# Do this:
Copy the data below verbatim, reproducing every line without changes.

Object location annotation data:
* START *

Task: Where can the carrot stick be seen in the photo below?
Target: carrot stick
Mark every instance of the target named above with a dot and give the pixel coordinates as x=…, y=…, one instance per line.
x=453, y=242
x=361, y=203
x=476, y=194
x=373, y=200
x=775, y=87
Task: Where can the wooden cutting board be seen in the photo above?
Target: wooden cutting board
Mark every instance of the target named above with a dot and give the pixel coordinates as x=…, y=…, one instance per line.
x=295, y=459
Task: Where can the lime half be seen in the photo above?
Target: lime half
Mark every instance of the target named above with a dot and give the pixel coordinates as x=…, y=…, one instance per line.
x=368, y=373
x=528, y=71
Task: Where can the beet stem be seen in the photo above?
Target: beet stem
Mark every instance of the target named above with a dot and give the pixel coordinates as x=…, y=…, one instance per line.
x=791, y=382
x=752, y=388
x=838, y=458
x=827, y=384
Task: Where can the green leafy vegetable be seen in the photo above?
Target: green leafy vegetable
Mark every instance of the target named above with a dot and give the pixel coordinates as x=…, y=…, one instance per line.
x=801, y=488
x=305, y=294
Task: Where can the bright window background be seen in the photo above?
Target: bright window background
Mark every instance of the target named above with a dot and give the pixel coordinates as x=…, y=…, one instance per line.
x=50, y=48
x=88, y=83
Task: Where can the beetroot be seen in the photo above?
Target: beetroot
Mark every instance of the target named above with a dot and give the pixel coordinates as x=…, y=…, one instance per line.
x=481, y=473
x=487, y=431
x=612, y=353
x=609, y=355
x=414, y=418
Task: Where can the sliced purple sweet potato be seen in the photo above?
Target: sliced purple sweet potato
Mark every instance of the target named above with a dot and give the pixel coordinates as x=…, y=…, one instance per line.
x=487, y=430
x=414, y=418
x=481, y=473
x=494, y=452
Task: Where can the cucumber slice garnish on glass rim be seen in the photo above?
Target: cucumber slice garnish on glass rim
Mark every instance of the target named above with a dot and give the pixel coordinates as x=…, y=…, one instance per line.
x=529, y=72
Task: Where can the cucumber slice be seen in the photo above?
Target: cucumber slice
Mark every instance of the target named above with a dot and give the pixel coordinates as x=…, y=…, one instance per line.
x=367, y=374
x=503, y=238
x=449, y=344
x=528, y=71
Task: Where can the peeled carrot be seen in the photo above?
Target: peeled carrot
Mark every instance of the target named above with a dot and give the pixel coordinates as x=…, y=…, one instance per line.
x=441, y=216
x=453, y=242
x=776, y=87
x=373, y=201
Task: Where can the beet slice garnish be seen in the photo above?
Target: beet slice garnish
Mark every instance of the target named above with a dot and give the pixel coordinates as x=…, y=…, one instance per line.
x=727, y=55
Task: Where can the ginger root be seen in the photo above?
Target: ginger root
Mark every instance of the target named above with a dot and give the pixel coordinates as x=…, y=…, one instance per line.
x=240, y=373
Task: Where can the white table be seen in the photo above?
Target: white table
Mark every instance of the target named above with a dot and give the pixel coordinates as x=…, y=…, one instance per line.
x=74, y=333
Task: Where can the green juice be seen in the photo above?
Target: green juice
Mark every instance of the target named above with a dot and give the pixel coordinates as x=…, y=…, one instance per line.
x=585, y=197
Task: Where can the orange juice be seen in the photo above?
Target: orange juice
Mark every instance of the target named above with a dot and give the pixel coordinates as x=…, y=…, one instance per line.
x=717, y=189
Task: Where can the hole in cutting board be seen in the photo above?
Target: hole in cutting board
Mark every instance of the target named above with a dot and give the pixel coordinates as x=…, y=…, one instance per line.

* END *

# Written reply:
Task: Where can the carrot stick be seen in the photo below?
Target: carrot stick
Mark every instance of the target named above with a dot and give the pixel coordinates as x=…, y=…, one instance per line.
x=453, y=242
x=361, y=203
x=476, y=194
x=373, y=200
x=775, y=87
Task: Where can the wooden cutting board be seen in the photo above?
Target: wooden cutting board
Mark every instance of the target named above with a dot and give the pixel coordinates as x=…, y=…, one instance per line.
x=295, y=459
Task: Where can the lime half be seen in the photo above?
Target: lime half
Mark every instance of the target named above with a dot and give the pixel coordinates as x=…, y=…, one instance per line.
x=368, y=373
x=528, y=71
Task: Where can the beet stem be seen in the photo above?
Target: beet stem
Mark every instance of the target named above with a dot and give the pixel coordinates as x=…, y=…, one instance per line.
x=791, y=382
x=752, y=388
x=838, y=458
x=827, y=384
Task: Where can the green leafy vegetable be seen in the photo above?
Target: green leafy vegetable
Mark every instance of the target named above with a dot and give the pixel coordinates as x=…, y=…, one instance per line.
x=801, y=488
x=305, y=294
Task: Where can the bright window background be seen in the photo above?
Target: bright window background
Mark every instance of the target named above with a dot and give the pixel coordinates as x=…, y=…, one instance per line.
x=50, y=48
x=88, y=83
Task: Where can the beetroot be seen in the photo above?
Target: beetroot
Mark every instance of the target named above with a dot and give the pixel coordinates as x=…, y=…, one instance per line.
x=481, y=473
x=487, y=431
x=612, y=353
x=609, y=355
x=414, y=418
Task: Where can the sliced purple sweet potato be seen in the photo above?
Target: sliced purple sweet potato
Mark every instance of the target named above with a dot and give the pixel coordinates as x=…, y=…, one instance per line.
x=487, y=430
x=414, y=418
x=481, y=473
x=494, y=452
Task: Where can the cucumber slice garnish on glass rim be seen in the photo above?
Target: cucumber slice garnish on glass rim
Mark every instance of the target named above with a dot and give the pixel coordinates as x=…, y=…, one instance per line.
x=529, y=72
Task: Where can the cucumber slice be seen in the photo above?
Target: cucumber slice
Mark every instance of the target named above with a dot and give the pixel coordinates as x=…, y=…, one instance per line.
x=367, y=374
x=503, y=238
x=449, y=344
x=528, y=71
Task: Where can the peeled carrot be seen in the photo above?
Target: peeled carrot
Mark every instance of the target named above with a dot and give the pixel coordinates as x=…, y=…, one instance per line.
x=441, y=216
x=453, y=242
x=776, y=87
x=373, y=201
Task: Where can the beet slice garnish be seen in the photo above?
Target: beet slice garnish
Mark every instance of the target named above with a dot and give the pixel coordinates as x=…, y=…, one instance per line.
x=727, y=55
Task: Where can the ginger root be seen in the photo above?
Target: ginger root
Mark every instance of the target named above with a dot and give the pixel coordinates as x=…, y=…, one instance per line.
x=240, y=373
Task: Where can the white table be seen in the photo above?
Target: white table
Mark every instance of the target named above with a dot and give the pixel coordinates as x=…, y=…, one instance per line.
x=74, y=333
Task: Where can the green juice be seen in the photo above?
Target: green juice
Mark every instance of the target named above with a dot and give the pixel coordinates as x=…, y=…, one instance per line.
x=585, y=197
Task: Where can the orange juice be seen in the photo above?
Target: orange juice
Mark every instance of the target named above with a dot and give the pixel coordinates as x=…, y=…, one instance per line.
x=717, y=189
Task: Where can the hole in cutting board be seen in the photo above?
Target: hole in cutting board
Mark every instance of the target named above with a dot and give the pixel coordinates as x=…, y=…, one instance per line.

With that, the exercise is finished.